* Work item:
In your answer, print each of the records below exactly.

[Stored data]
--- START ---
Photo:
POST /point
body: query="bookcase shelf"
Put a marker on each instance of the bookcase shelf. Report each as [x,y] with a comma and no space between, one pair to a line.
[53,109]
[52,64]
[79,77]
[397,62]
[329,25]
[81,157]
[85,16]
--- END ---
* Task answer:
Photo:
POST /point
body: query="bookcase shelf"
Put a marker on each instance of the bookcase shelf. Report each as [x,y] with a comma and no space between, one pair to a line.
[53,109]
[52,64]
[79,77]
[397,62]
[329,25]
[81,157]
[85,16]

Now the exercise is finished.